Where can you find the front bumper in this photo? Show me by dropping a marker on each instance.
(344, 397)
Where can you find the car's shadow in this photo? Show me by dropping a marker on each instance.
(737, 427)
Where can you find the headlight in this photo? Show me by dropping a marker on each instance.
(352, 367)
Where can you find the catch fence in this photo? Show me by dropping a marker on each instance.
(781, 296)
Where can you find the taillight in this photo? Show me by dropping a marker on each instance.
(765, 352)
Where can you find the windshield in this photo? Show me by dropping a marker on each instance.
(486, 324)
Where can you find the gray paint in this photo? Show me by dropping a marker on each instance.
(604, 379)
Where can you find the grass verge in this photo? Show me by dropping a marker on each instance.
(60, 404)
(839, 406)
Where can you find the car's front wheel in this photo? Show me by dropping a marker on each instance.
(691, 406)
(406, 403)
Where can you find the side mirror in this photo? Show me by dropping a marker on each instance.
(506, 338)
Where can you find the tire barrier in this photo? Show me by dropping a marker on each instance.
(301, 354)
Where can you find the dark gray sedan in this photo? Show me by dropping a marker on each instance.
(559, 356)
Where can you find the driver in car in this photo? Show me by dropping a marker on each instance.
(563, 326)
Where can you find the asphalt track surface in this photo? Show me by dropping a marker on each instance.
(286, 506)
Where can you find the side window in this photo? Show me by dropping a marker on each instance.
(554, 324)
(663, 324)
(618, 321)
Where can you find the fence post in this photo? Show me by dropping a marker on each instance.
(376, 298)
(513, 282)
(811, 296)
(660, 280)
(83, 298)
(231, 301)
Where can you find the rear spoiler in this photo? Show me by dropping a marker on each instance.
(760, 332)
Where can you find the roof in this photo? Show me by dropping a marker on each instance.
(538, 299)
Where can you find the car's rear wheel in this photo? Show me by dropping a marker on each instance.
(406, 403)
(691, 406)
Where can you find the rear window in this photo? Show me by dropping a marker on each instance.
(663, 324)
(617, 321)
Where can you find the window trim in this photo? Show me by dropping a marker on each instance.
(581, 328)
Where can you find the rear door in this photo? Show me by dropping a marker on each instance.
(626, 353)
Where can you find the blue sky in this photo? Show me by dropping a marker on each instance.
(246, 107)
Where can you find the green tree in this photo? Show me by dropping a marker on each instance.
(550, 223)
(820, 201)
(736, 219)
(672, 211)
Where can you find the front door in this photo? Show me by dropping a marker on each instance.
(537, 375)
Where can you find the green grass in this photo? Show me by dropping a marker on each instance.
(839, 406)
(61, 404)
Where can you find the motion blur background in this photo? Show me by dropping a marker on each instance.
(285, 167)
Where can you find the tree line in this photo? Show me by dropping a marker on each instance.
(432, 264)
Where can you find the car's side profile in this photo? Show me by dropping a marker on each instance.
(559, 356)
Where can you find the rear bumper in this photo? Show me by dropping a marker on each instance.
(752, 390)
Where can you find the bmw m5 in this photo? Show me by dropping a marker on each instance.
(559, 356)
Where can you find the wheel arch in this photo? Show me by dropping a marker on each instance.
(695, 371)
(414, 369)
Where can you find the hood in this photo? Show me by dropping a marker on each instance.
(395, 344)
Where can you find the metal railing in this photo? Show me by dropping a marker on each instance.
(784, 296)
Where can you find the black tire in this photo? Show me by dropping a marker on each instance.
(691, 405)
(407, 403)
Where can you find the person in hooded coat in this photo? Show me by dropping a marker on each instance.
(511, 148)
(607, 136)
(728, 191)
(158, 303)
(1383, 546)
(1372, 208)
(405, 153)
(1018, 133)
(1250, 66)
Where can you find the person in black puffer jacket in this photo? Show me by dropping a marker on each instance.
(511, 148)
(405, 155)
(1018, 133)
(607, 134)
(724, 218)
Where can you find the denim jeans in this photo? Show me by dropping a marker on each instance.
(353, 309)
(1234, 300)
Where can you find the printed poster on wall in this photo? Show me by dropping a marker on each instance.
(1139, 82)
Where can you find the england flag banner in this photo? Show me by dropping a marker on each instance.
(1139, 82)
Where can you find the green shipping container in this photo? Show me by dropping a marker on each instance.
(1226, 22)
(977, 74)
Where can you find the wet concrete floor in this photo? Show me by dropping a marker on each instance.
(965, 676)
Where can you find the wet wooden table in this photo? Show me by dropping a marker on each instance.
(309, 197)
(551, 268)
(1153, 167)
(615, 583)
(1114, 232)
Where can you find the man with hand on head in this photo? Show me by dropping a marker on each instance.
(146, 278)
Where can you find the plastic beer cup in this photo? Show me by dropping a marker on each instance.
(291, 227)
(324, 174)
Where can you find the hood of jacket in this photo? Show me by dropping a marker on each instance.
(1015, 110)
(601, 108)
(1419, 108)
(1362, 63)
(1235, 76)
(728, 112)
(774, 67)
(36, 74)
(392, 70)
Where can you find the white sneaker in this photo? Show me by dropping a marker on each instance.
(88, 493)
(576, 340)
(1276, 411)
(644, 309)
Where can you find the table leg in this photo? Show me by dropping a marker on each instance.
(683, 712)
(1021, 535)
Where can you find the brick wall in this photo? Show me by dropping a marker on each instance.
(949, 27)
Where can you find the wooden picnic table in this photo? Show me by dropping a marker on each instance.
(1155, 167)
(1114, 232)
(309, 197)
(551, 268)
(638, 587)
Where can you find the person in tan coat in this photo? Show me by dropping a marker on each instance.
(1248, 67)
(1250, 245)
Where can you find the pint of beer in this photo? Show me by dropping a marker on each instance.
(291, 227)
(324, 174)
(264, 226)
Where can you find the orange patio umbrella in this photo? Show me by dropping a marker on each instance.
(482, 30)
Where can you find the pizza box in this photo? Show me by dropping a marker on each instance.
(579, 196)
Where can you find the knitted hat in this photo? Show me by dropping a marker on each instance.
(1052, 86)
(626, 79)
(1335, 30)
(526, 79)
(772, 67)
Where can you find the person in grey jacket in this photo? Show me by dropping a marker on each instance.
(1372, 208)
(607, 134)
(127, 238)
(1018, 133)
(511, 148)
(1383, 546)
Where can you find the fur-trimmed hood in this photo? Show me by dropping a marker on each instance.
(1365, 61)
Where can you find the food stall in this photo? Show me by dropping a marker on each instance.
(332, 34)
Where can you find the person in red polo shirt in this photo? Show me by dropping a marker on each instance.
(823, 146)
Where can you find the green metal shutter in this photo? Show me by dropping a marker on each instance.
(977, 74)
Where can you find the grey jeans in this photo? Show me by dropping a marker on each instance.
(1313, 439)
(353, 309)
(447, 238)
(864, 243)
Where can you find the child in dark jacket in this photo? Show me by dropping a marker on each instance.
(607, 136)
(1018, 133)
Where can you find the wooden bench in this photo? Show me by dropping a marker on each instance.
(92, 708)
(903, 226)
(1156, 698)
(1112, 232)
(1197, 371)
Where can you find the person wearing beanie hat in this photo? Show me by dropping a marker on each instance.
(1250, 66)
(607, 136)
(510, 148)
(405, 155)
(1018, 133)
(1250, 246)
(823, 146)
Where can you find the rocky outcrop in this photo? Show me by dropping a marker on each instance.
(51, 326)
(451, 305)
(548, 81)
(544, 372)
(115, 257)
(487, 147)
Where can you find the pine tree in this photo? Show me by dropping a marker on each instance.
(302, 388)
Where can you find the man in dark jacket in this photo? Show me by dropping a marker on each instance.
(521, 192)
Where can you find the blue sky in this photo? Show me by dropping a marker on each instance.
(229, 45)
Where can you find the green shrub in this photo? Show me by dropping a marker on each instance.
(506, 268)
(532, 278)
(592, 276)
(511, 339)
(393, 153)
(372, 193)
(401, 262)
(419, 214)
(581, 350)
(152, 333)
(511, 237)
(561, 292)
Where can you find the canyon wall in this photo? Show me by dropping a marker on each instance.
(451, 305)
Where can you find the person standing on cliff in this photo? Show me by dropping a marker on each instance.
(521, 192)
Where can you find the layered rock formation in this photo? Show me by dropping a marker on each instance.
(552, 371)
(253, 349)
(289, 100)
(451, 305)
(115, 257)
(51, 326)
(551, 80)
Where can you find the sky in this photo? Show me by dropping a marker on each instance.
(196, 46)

> The exercise
Write out exactly the lines from the line holding "Where can you find the fur-trimmed" through the last line of the data, and nothing besides those lines.

> The response
Where can you find the fur-trimmed hood in this photo? Show me by dropping a marker on each instance.
(1365, 61)
Where can you find the food stall in this photo? Show me by dropping a marker on each instance.
(332, 34)
Where can you find the person in red polo shirt in this photo? Show me by dropping a marker on each instance.
(823, 146)
Where can you find the green metal shutter in this photo? Show me by dropping a marker on each instance.
(977, 74)
Where can you find the grey jeans in this photo? Show me by dropping a marker on each instance.
(1313, 439)
(353, 309)
(447, 238)
(864, 243)
Where can you find the child in dark jacket in this photo? Show me by dropping a marker on each instance.
(607, 136)
(1018, 133)
Where can you find the wooden bench in this photo? Show me by dropping a marker on each instance.
(92, 708)
(903, 226)
(1156, 698)
(1112, 232)
(1197, 371)
Where can you find the person wearing beanie hat in this photo? Show me by dropping a marker on each instance.
(1250, 66)
(607, 136)
(510, 148)
(405, 155)
(1018, 133)
(1250, 246)
(823, 146)
Where can you find the rocky outcrop in this photo? Show me by dropping a marker on each instance.
(51, 326)
(451, 305)
(548, 81)
(544, 372)
(115, 257)
(487, 147)
Where can you find the pine tree in this photo? Show me by dropping a marker on each instance.
(302, 388)
Where can you find the man in dark jacket in this photo? Show me by dropping a marker on each instance.
(521, 192)
Where can you find the blue sky in this photo? Show me by dropping a marker on each instance.
(229, 45)
Where can you find the green shrub in this photo? Show me by dropping a marker on each instance.
(506, 268)
(532, 278)
(592, 276)
(511, 339)
(393, 153)
(372, 193)
(401, 262)
(419, 214)
(581, 350)
(152, 333)
(511, 237)
(561, 292)
Where can you find the canyon wall in this photo? Show me by dropping a marker on each instance.
(451, 305)
Where can you find the person standing on cliff in this photo? Show me by dropping a marker on each instance.
(521, 192)
Where can you find the layered rock formation in this photo? Show me by dropping a marker on each instance.
(552, 371)
(253, 349)
(289, 100)
(451, 305)
(115, 257)
(51, 326)
(551, 80)
Where can you find the sky in this photo? Show me by dropping a marker on each instance.
(196, 46)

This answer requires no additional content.